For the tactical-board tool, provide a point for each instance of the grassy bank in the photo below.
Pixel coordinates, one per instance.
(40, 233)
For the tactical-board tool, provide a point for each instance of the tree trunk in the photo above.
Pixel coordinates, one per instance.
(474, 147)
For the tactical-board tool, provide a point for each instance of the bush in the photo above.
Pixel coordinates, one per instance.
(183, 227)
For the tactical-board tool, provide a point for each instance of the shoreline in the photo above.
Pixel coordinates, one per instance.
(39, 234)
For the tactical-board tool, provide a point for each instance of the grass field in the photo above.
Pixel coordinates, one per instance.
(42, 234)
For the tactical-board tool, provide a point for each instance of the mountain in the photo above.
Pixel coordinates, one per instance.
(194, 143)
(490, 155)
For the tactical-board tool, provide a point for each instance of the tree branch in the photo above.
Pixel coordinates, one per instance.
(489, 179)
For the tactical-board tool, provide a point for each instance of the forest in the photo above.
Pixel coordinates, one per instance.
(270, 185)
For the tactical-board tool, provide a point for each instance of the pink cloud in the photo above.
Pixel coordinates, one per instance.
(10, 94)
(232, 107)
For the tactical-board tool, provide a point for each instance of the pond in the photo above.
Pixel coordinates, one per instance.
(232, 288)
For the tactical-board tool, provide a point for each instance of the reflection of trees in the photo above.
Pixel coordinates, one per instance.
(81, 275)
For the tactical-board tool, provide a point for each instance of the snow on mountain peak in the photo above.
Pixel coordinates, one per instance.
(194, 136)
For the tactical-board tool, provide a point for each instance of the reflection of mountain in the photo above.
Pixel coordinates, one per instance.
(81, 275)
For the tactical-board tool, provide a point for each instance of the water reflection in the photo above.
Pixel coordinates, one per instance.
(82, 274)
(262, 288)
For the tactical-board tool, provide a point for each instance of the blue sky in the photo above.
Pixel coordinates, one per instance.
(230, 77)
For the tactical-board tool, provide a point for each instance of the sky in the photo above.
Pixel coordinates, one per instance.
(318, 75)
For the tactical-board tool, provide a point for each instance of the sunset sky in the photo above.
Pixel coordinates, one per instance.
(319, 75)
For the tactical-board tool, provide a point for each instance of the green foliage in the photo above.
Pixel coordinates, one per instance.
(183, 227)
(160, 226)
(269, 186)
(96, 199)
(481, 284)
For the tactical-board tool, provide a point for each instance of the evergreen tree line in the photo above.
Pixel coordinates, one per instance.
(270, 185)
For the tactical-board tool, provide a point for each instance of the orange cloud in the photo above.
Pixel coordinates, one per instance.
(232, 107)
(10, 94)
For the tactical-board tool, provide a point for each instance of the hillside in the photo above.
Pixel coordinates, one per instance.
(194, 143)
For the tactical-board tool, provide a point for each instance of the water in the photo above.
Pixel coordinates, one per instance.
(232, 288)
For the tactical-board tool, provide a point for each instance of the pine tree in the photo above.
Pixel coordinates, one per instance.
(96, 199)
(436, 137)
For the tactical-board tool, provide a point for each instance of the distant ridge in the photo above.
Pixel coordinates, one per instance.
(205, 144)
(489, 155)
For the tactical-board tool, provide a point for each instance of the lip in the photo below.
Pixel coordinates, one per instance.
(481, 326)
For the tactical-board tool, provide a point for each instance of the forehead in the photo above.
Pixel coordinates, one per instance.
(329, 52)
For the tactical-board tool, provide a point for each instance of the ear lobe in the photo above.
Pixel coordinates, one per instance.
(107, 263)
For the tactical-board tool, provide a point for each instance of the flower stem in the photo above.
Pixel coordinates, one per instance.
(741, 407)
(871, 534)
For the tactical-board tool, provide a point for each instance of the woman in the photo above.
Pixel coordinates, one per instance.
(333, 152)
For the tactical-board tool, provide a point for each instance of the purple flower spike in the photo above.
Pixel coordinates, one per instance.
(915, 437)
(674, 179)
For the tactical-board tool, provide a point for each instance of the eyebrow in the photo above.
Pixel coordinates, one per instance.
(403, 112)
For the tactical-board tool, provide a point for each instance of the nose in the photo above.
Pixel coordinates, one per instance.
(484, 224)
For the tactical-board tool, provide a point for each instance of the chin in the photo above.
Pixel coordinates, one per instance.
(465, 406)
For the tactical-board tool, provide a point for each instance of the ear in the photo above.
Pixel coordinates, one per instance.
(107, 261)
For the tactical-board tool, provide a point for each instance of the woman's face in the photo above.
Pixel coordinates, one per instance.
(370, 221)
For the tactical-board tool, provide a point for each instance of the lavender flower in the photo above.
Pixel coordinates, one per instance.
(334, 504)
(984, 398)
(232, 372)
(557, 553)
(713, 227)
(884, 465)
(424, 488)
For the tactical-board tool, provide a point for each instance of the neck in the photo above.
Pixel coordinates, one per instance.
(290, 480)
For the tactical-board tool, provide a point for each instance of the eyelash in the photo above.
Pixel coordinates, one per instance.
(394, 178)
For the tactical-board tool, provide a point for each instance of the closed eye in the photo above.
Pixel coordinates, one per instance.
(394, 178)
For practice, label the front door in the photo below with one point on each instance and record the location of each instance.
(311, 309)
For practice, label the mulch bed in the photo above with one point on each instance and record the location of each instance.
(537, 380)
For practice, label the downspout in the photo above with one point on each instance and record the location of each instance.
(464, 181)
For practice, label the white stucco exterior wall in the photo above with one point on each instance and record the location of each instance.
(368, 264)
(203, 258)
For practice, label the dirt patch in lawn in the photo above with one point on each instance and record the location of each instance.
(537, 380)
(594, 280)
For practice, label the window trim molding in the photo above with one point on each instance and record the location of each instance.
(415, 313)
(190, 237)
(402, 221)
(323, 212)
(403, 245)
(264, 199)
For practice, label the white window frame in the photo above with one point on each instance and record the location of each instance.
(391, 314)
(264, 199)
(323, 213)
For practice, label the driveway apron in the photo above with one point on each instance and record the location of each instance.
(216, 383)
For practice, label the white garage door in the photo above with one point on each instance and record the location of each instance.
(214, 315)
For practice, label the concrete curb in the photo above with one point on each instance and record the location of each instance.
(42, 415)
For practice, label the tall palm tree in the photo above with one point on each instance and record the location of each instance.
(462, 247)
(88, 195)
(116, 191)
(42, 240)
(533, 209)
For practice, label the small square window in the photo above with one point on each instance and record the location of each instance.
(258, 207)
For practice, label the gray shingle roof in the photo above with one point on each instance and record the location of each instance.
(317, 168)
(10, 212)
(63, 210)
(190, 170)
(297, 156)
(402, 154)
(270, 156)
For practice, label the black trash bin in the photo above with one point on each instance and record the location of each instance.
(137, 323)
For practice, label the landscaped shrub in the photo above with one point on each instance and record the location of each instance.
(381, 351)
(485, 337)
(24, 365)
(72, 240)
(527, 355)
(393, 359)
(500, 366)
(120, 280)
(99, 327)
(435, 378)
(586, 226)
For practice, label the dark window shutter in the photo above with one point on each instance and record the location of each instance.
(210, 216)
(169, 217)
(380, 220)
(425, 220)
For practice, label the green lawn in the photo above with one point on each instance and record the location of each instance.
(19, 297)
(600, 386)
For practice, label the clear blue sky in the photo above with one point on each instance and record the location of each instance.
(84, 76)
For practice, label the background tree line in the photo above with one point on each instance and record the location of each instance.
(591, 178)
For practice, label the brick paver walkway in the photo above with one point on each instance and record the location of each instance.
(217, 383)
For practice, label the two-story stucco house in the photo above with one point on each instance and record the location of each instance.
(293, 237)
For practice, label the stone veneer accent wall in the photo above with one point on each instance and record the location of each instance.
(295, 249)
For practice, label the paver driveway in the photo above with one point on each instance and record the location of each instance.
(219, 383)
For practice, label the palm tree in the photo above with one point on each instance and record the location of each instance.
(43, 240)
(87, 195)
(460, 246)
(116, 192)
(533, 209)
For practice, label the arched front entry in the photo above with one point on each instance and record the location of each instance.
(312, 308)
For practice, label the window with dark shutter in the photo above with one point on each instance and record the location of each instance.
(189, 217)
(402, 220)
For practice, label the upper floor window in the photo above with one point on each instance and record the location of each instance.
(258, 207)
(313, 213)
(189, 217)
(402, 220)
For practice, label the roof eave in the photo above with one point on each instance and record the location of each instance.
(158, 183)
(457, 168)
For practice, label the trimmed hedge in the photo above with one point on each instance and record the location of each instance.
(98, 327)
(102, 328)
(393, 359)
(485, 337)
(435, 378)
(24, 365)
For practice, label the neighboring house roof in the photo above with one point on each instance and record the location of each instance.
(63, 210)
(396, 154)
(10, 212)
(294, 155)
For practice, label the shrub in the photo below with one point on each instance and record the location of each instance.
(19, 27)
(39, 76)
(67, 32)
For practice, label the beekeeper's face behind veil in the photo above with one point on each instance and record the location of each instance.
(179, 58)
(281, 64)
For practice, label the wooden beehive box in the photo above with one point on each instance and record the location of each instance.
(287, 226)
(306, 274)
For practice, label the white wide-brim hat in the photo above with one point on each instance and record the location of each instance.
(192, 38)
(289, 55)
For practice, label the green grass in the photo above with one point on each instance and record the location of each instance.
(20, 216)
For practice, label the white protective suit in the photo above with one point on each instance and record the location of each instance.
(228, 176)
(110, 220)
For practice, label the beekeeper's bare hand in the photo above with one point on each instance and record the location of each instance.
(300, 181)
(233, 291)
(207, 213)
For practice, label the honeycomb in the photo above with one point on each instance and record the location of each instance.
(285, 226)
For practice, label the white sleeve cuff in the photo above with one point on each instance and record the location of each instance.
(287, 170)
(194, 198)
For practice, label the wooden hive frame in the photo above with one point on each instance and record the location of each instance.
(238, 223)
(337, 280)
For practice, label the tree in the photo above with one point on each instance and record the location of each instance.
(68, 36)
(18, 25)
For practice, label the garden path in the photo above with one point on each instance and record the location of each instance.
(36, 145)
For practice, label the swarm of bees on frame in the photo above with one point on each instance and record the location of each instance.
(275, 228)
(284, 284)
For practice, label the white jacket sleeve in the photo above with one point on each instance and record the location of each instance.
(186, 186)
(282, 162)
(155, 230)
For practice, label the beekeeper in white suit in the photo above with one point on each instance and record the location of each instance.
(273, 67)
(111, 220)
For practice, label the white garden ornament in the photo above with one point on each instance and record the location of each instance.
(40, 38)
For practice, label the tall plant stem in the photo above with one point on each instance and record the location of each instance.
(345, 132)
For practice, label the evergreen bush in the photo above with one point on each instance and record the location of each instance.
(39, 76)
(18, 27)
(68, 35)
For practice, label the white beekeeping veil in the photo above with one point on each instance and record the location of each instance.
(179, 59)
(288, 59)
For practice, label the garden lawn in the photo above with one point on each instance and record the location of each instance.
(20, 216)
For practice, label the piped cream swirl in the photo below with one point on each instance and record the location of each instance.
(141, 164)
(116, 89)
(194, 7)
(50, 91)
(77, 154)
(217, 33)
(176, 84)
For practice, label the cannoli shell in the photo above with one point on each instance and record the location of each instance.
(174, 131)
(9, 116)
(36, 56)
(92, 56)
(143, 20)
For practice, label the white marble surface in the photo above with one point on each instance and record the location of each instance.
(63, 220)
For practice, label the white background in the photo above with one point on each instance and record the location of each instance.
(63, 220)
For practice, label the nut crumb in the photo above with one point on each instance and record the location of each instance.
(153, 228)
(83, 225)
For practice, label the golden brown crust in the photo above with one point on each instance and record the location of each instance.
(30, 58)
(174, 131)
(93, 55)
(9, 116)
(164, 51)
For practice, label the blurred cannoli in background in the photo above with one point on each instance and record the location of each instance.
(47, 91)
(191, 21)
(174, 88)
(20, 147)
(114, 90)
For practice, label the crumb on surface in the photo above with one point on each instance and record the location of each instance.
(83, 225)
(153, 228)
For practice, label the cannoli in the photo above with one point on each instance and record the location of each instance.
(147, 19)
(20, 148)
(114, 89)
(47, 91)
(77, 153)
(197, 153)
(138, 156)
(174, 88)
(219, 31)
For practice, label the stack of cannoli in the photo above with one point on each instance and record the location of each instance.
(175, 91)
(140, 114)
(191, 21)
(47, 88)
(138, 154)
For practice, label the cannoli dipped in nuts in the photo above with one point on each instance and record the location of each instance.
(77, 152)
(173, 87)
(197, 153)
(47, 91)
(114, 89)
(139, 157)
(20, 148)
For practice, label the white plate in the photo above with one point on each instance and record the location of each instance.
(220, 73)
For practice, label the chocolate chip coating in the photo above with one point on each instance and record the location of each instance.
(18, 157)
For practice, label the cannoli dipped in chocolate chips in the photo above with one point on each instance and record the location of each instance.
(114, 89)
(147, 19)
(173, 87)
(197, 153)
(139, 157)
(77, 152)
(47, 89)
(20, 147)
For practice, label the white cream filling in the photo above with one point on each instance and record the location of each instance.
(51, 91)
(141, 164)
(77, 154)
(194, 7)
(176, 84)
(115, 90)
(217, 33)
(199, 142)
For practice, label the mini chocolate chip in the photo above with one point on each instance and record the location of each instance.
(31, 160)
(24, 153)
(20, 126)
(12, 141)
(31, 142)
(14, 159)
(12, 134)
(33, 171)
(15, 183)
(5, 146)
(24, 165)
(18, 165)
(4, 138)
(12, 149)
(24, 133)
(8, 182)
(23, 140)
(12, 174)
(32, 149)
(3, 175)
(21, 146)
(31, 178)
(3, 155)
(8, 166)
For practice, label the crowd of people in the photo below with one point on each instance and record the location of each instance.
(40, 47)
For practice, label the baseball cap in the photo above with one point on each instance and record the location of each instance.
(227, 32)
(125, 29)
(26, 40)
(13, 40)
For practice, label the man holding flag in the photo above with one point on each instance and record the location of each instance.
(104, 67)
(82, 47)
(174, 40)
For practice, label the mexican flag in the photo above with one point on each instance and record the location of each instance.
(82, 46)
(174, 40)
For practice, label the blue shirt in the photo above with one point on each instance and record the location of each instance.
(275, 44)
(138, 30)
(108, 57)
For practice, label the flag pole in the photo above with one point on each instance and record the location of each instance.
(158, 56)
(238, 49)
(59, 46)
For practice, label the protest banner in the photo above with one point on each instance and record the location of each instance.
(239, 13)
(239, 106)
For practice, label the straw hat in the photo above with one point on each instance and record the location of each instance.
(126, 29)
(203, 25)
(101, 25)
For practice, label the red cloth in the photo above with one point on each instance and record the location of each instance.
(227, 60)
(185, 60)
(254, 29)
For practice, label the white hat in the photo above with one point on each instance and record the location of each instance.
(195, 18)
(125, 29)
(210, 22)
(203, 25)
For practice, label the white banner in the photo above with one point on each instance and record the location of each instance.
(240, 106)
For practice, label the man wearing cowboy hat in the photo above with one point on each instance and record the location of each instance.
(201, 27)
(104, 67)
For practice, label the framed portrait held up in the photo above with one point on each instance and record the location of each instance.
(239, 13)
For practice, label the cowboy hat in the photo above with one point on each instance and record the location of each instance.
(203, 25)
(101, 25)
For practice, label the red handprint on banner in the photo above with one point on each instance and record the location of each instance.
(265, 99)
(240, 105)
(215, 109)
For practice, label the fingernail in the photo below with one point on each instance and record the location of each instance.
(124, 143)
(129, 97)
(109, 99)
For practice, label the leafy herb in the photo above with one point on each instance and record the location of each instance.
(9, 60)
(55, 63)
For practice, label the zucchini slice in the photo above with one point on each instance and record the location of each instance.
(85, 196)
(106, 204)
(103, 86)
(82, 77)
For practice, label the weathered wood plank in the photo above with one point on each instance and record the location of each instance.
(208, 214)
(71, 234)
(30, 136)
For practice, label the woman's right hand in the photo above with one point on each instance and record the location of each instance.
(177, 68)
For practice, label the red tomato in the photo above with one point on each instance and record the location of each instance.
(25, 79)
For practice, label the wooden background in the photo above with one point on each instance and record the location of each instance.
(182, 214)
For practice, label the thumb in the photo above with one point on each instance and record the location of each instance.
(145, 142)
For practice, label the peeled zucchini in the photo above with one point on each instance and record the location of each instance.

---

Give back exactly the lines that run from the line with "For practice, label the red tomato" through the close of the material, counting both ends, and nothing more.

For practice, label the red tomato in the photo above with one point on each instance and record the location of each instance.
(25, 79)
For practice, label the wooden background in the photo above with one point on each instance and record the location of each instance.
(182, 214)
For practice, label the thumb in the photo above with one point on each instance and record the location of each instance.
(145, 142)
For practice, label the peeled zucchini in the photo above with one point on each instance and record the location of each instance.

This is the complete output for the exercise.